- _Directions_:
I would like every record printed again, exactly as shown.

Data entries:
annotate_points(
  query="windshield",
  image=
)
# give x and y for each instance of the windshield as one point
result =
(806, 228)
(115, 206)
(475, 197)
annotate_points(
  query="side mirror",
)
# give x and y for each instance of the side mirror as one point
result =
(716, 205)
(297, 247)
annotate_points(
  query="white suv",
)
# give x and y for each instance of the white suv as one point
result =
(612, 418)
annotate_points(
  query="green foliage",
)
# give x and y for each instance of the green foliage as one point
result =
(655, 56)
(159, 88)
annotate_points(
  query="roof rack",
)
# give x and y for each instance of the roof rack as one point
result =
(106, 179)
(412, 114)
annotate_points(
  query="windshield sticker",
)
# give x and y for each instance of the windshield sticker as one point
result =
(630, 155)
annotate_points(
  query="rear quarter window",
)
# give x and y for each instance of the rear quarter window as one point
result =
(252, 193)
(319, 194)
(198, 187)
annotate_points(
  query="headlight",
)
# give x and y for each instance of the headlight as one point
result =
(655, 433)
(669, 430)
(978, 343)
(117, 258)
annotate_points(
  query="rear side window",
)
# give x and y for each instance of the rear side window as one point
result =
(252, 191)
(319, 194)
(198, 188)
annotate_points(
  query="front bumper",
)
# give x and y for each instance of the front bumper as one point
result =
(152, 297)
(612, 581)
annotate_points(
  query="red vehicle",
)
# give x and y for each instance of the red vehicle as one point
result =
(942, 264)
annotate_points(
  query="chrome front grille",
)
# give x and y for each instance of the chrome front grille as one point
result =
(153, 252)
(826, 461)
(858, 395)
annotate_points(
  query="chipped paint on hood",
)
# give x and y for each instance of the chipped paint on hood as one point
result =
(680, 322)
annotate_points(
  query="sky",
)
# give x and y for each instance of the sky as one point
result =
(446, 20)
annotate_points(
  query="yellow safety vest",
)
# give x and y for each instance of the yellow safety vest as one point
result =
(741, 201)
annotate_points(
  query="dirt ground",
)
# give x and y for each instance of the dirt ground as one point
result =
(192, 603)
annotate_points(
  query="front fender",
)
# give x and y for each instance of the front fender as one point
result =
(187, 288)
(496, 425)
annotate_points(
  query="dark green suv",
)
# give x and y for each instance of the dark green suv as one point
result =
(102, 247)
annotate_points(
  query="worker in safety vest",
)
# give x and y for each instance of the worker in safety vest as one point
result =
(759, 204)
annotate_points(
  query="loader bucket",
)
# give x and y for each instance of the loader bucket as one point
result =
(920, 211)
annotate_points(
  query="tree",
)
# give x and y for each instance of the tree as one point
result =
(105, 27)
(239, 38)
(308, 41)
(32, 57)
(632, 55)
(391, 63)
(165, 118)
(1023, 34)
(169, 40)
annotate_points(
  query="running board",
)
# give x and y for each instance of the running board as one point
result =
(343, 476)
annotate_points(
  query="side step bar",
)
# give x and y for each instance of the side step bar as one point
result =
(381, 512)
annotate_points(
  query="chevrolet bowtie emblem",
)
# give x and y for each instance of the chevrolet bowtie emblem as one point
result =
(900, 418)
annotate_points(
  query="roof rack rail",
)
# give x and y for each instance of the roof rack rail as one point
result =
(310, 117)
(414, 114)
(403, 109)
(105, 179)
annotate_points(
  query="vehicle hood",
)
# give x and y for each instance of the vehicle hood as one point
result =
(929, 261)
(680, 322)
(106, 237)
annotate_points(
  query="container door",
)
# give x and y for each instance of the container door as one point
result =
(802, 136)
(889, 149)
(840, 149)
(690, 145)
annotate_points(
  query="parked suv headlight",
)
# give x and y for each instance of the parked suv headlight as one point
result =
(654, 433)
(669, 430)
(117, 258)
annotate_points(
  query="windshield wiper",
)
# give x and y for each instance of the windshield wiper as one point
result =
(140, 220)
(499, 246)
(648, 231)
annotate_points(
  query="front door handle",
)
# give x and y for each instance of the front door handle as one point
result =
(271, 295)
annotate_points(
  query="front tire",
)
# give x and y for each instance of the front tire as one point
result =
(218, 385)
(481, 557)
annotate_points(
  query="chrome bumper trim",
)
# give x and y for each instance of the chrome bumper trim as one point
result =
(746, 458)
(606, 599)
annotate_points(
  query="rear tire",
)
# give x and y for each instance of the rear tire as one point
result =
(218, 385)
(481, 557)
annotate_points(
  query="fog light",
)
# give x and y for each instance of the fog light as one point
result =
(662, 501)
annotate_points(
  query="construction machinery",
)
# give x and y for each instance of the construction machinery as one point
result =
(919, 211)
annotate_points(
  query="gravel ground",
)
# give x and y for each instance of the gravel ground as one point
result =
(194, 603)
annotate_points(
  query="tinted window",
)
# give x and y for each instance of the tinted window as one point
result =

- _Response for this exercise_:
annotate_points(
  query="windshield",
  image=
)
# give x and y for each instance of the windshield as one point
result =
(806, 228)
(115, 206)
(475, 197)
annotate_points(
  query="side mirror",
)
# give x and y for each instance of the side mirror as one point
result =
(716, 205)
(297, 247)
annotate_points(
  query="white suv",
)
# give x and y for each instance of the white suv as one point
result =
(612, 418)
annotate_points(
  query="green foliage",
)
# give x and y for each instance of the green foliage as one point
result =
(655, 56)
(159, 88)
annotate_points(
  query="roof rack",
)
# give x and y for each instance of the roof rack as one point
result =
(106, 179)
(412, 114)
annotate_points(
  query="windshield sticker",
)
# give x and y for each instance of the windshield sticker as one point
result =
(630, 155)
annotate_points(
  query="rear quarter window",
)
# give x and y for each instance of the rear quarter window as one point
result =
(252, 193)
(319, 194)
(198, 187)
annotate_points(
  query="headlight",
)
# give x and y for each instance of the headlight as one point
result =
(655, 433)
(669, 430)
(978, 343)
(117, 258)
annotate_points(
  query="rear side window",
)
# give x and y for each instance of the rear side window as one point
result =
(252, 191)
(319, 194)
(198, 188)
annotate_points(
  query="front bumper",
)
# give x and y for each instance of the front bumper as one point
result =
(152, 297)
(612, 581)
annotate_points(
  query="red vehicle",
)
# give x and y for each instance of the red vehicle as one point
result =
(942, 264)
annotate_points(
  query="chrome front grille",
)
# give x and y for each instance of the chrome front grille as one point
result =
(153, 252)
(826, 461)
(858, 395)
annotate_points(
  query="chipped paint on hood",
)
# give x and y for each instance of the chipped paint on hood as one point
result =
(680, 322)
annotate_points(
  query="sky",
)
# give x and y for each instance of the sky as one point
result =
(446, 20)
annotate_points(
  query="yellow safety vest",
)
# give x and y for each instance of the yellow safety vest as one point
result =
(741, 201)
annotate_points(
  query="dirt ground",
)
# give x and y for each instance of the dirt ground as one point
result =
(192, 603)
annotate_points(
  query="front fender",
)
# give x and y for each instance of the front fender as one point
result =
(187, 288)
(496, 425)
annotate_points(
  query="dark green suv",
)
# give x and y for each instance of the dark green suv as one point
result =
(102, 247)
annotate_points(
  query="worker in safety vest",
)
# give x and y for each instance of the worker in safety vest as one point
result =
(759, 204)
annotate_points(
  query="loader bucket",
)
# give x and y for each instance of the loader bucket as one point
result =
(920, 211)
annotate_points(
  query="tree",
)
# give x and y for each instance of the tree as one point
result =
(105, 27)
(239, 38)
(308, 41)
(32, 57)
(632, 55)
(391, 63)
(165, 118)
(1023, 34)
(169, 40)
annotate_points(
  query="running board",
)
# give x and y for each instance of the running board as one point
result =
(343, 476)
annotate_points(
  query="side step bar",
)
# give x and y for each instance of the side step bar as one point
result =
(381, 512)
annotate_points(
  query="chevrolet bowtie emblem",
)
# give x and y for each instance of the chevrolet bowtie emblem as one point
result =
(900, 418)
annotate_points(
  query="roof rack rail",
)
# give x and y for each instance of the roof rack rail as one point
result =
(310, 117)
(414, 114)
(403, 109)
(105, 179)
annotate_points(
  query="vehicle hood",
)
# give x and y for each instance of the vehicle hood as one point
result =
(929, 261)
(680, 322)
(106, 237)
annotate_points(
  query="container door",
)
# give x and y for each instance of the container door as one point
result =
(802, 136)
(889, 149)
(840, 149)
(690, 145)
annotate_points(
  query="parked suv headlight",
)
# give x and y for each instance of the parked suv headlight as one point
result =
(654, 433)
(669, 430)
(117, 258)
annotate_points(
  query="windshield wiper",
)
# give x and y for each instance of the windshield wiper as one point
result =
(140, 220)
(499, 246)
(648, 231)
annotate_points(
  query="front door handle",
)
# give x and y for each instance of the front door handle as one point
result =
(271, 295)
annotate_points(
  query="front tire",
)
# give x and y for each instance of the front tire as one point
result =
(218, 385)
(481, 557)
annotate_points(
  query="chrome bumper trim",
)
# give x and y for each instance of the chrome bumper trim as one point
result =
(746, 458)
(606, 599)
annotate_points(
  query="rear tire",
)
# give x and y for each instance of the rear tire as one point
result =
(218, 385)
(481, 557)
annotate_points(
  query="fog light",
)
# give x and y for each instance of the fog light as one point
result =
(662, 501)
annotate_points(
  query="construction machinery",
)
# give x and y for each instance of the construction machinery as one point
result =
(919, 211)
annotate_points(
  query="gravel ground",
)
# give x and y for each instance of the gravel ground as one point
result =
(194, 603)
annotate_points(
  query="tinted window",
)
# give x and y for each instance of the tinted window as one point
result =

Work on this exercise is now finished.